Electro Chromic Mirror
Controller for Electro−chromic Glass
The voltage of the electro−chromic element connected at
pin ECFB can be controlled to a target value which is set by
Control Register 1 (bits CONTROL_1.DAC[5:0]). Setting
bit CONTROL_1.ECEN enables this function. At the same
time OUT10 is enabled, regardless of its own control bit
CONTROL_1.HS10 and the respective PWM setting. An
on−chip differential amplifier is used to control an external
logic−level N−MOS pass device that delivers the power to
the electro−chromic element. The target voltage at ECFB is
binary coded with a selectable full scale range (bit
CONTROL_2.FSR). The default clamping value for the
output voltage (CONTROL_2.FSR = 0) is 1.2 V, by setting
CONTROL_2.FSR to “1”, the maximum output voltage is
1.5 V. The resolution of the DAC output voltage is
independent of the full−scale−range selection.

* [Exercise 1]
Answer these questions using the electro-chromic mirror controller text:
(a) Which bit enables control of the electro-chromic element's voltage?
(b) What external device does the on-chip differential amplifier control?
(c) What is the maximum output voltage when CONTROL_2.FSR is set to "1"?
* [Exercise 2]
Carry on the electro-chromic mirror controller text from its last sentence.
The records that follow were taken from a separate source.

* [Provided material]
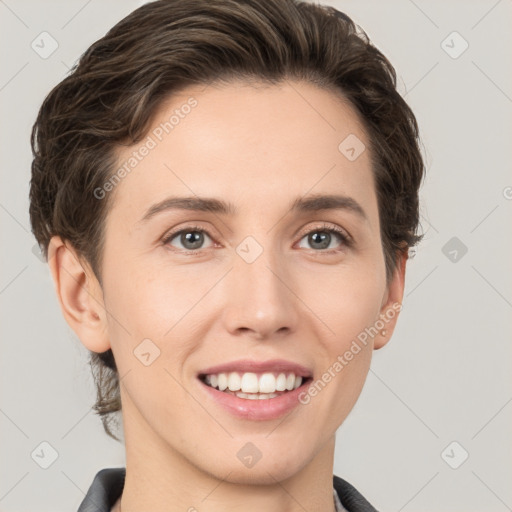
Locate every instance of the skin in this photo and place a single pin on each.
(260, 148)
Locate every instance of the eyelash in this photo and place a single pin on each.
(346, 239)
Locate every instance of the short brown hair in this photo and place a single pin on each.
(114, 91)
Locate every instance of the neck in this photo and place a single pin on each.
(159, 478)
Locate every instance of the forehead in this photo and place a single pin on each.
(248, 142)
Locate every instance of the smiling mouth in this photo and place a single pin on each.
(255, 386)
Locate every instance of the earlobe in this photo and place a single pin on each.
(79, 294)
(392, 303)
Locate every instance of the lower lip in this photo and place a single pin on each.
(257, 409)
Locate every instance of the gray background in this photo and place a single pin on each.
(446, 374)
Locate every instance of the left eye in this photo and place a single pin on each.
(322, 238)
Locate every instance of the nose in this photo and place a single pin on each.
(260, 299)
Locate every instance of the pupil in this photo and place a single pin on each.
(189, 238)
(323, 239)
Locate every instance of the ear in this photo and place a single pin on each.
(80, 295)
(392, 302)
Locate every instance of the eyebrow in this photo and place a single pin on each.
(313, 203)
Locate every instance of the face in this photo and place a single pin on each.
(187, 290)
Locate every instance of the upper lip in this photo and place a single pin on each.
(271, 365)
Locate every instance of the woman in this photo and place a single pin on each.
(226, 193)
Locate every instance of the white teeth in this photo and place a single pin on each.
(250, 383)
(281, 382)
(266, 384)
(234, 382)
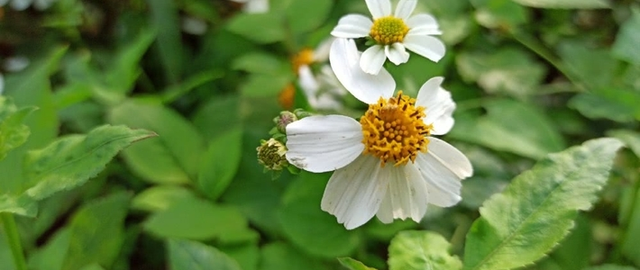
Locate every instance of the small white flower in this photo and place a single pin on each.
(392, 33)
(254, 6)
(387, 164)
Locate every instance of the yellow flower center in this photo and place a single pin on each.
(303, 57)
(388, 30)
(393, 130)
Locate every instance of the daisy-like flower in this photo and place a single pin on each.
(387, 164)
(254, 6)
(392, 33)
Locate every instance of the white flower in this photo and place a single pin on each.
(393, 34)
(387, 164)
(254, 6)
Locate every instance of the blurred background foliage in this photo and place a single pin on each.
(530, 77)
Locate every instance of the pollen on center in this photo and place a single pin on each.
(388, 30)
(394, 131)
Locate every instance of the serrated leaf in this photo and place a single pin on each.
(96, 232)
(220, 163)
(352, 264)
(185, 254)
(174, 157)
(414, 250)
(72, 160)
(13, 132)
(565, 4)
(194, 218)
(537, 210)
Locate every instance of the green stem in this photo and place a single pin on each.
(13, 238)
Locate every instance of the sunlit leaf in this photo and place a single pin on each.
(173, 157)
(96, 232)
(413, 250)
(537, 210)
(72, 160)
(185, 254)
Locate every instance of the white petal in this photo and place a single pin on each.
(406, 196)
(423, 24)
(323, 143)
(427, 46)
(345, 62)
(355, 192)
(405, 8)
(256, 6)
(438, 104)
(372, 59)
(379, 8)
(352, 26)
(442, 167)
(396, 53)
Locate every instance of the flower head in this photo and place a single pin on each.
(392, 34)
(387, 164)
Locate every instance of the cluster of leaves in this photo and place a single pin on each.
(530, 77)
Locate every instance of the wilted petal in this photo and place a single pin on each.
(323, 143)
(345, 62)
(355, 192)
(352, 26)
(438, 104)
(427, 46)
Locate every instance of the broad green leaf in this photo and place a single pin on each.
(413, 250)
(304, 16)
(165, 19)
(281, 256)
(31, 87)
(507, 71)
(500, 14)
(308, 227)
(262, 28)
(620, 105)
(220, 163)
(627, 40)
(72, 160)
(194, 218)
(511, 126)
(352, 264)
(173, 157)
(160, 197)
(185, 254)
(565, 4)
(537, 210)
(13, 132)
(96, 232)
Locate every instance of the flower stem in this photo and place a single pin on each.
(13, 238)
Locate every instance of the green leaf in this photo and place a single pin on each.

* [Final answer 1]
(a) CONTROL_1.ECEN
(b) A logic-level N-MOS pass device that delivers power to the electro-chromic element
(c) 1.5 V

* [Final answer 2]
The charging of the mirror (positive slope) is determined
by the positive slew rate of the transconductance amplifier
and the compensation capacitor, while in case of capacitive
loads, the negative slope is mainly determined by the current
consumption thru the load and its capacitance. To allow fast
settling time changing from higher to lower output voltage
values, the device provides two modes of operation:
1. Fast discharge: When the target output voltage is
set to 0 V and bit CONTROL_1.LS_ECFB is set,
the voltage at pin ECFB is pulled to ground by a
1.6 W low−side switch.
2. PWM discharge: In case of PWM discharge being
activated (CONFIG.ECM_LSPWM = 1 and
CONTROL_1.LS_ECFB = 1) (Figure 6):
a. The circuit regulation starts in normal
regulation. The DAC value is turned to new
lower value.
b. If the loop is detected out of regulation for a
time longer than t_rec (~3 ms), the ECON
voltage is detected low (internal signal
ECON_LOW = 1), the regulator is switched off
(DAC voltage at 0) and the fast discharge
transistor is activated for ~300 ms (t_disc).
During this fast discharge, the ECON output is
pulled low to prevent from shoot−thru currents.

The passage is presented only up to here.